[The data]

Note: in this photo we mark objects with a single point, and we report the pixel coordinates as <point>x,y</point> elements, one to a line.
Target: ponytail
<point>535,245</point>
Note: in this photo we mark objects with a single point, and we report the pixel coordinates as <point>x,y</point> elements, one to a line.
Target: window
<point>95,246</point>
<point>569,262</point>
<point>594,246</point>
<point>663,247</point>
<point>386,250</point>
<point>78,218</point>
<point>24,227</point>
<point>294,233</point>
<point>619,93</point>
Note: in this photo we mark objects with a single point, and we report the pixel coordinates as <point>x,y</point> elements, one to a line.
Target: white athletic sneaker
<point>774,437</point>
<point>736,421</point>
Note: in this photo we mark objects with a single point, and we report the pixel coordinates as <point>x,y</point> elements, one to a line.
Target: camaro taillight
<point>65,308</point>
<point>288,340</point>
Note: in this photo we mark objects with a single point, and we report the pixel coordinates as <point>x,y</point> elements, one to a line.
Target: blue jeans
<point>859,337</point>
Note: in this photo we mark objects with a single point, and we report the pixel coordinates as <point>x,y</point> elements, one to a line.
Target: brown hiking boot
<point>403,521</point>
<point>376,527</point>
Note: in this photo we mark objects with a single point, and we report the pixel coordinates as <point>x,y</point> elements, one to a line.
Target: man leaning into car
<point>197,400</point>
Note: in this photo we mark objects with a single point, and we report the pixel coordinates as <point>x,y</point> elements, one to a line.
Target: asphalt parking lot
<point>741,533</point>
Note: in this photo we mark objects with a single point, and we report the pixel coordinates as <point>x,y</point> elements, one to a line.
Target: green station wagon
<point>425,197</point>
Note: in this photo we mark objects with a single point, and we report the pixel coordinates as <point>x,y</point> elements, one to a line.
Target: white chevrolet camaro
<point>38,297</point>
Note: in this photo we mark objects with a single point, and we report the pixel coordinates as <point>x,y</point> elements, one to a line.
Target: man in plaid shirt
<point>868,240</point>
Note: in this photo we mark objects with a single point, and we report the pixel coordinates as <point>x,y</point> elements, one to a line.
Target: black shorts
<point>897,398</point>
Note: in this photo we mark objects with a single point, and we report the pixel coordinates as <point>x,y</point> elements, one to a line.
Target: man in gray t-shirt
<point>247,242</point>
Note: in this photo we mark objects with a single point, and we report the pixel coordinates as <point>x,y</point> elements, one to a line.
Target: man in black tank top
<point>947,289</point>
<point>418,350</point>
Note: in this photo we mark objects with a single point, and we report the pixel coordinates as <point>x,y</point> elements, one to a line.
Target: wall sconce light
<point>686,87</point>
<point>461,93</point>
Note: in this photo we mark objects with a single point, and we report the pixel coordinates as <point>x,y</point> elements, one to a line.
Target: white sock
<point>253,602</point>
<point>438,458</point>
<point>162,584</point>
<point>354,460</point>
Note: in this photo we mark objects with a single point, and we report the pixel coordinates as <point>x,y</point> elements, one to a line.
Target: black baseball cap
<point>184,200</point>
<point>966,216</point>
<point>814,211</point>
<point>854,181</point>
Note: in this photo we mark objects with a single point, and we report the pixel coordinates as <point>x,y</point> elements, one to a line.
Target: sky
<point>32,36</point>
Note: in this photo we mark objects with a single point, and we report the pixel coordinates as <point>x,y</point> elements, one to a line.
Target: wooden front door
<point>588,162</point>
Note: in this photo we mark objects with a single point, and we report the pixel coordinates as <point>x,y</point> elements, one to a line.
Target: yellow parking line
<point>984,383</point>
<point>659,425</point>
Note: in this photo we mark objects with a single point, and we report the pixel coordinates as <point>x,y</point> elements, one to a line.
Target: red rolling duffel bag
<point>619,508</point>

[/The data]

*What the exercise asks*
Could you return the data above exactly as it stands?

*Answer for the task*
Note: in this photo we mark objects with a single point, and we report the pixel coordinates as <point>x,y</point> elements, one to a line.
Target: ponytail
<point>535,245</point>
Note: in this photo we mark objects with a single point, and we report the pixel coordinates as <point>x,y</point> elements, one to a line.
Target: window
<point>95,246</point>
<point>569,262</point>
<point>594,246</point>
<point>663,247</point>
<point>386,250</point>
<point>78,218</point>
<point>24,227</point>
<point>294,233</point>
<point>619,93</point>
Note: in this photo we mark objects with a single point, and we report the pixel coordinates as <point>x,y</point> elements, one to a line.
Target: white athletic sneaker
<point>774,437</point>
<point>736,421</point>
Note: in this photo we mark objects with a single point, and we report the pixel coordinates as <point>x,y</point> elements, one to a line.
Target: camaro taillight
<point>65,308</point>
<point>288,340</point>
Note: in this photo we mark objects with a single point, and we report the pixel coordinates as <point>x,y</point> elements, one to a line.
Target: blue jeans
<point>859,337</point>
Note: in this photo we mark objects with a single point, and we report the pixel coordinates as <point>x,y</point> elements, one to a line.
Target: brown hiking boot
<point>403,521</point>
<point>376,527</point>
Note: in this photo we mark objects with a single point, and we report the pixel coordinates as <point>x,y</point> elements, one to a line.
Target: man leaning into car
<point>197,400</point>
Note: in this photo we mark objects with a single point, and we report the pixel coordinates as <point>x,y</point> elements, one to a line.
Target: asphalt parking lot
<point>741,533</point>
Note: in this photo we mark objects with a single point, and we report the pixel coordinates as <point>x,y</point> elements, one to a line.
Target: green station wagon
<point>425,197</point>
Note: in this photo we mark objects with a single point, and we report the pixel coordinates as <point>x,y</point> elements, one to a line.
Target: white chevrolet camaro
<point>38,297</point>
Note: in this photo we mark objects with a single point, and we report the pixel coordinates as <point>x,y</point> elements, one to a line.
Target: man in plaid shirt
<point>868,240</point>
Note: in this photo we mark objects with a single point, and we report the pixel coordinates as <point>x,y</point> elements, one to a line.
Target: black shorts
<point>897,398</point>
Note: in this photo we mark objects with a single point, and we report the pixel coordinates as <point>x,y</point> elements, one to a line.
Target: man in gray t-shirt
<point>247,242</point>
Note: in this photo we mark objects with a single point, and we report the pixel coordinates as <point>x,y</point> elements, one to a line.
Target: man in black tank top
<point>947,289</point>
<point>418,350</point>
Note: in this photo we mark objects with a single point, and we report the pixel coordinates as <point>x,y</point> elements, one to a line.
Target: wall sconce light
<point>686,87</point>
<point>461,93</point>
Note: in this photo we mark objects with a single point, and we report the pixel coordinates as <point>x,y</point> elements, one to a line.
Target: white sock
<point>253,602</point>
<point>438,458</point>
<point>162,584</point>
<point>354,460</point>
Note: in this photo we mark objects with a single point, and we report the pixel coordinates as <point>x,y</point> elements, one to a line.
Target: black baseball cap
<point>184,200</point>
<point>966,216</point>
<point>814,211</point>
<point>854,181</point>
Note: in this photo we mark objects with a single point, and we report the pixel coordinates as <point>x,y</point> elements, one to a line.
Target: sky
<point>32,36</point>
Note: in this photo we mark objects with a single point, and we report the pixel coordinates as <point>x,y</point> elements, one to a line.
Target: wooden front door
<point>588,162</point>
Note: in this photo we mark objects with a single point, and we report the pixel coordinates as <point>x,y</point> elements, one to a line.
Target: yellow parking line
<point>984,383</point>
<point>659,425</point>
Note: in this photo we mark objects with a single point, and we report the pixel coordinates as <point>x,y</point> elements, one to a line.
Target: red rolling duffel bag
<point>619,508</point>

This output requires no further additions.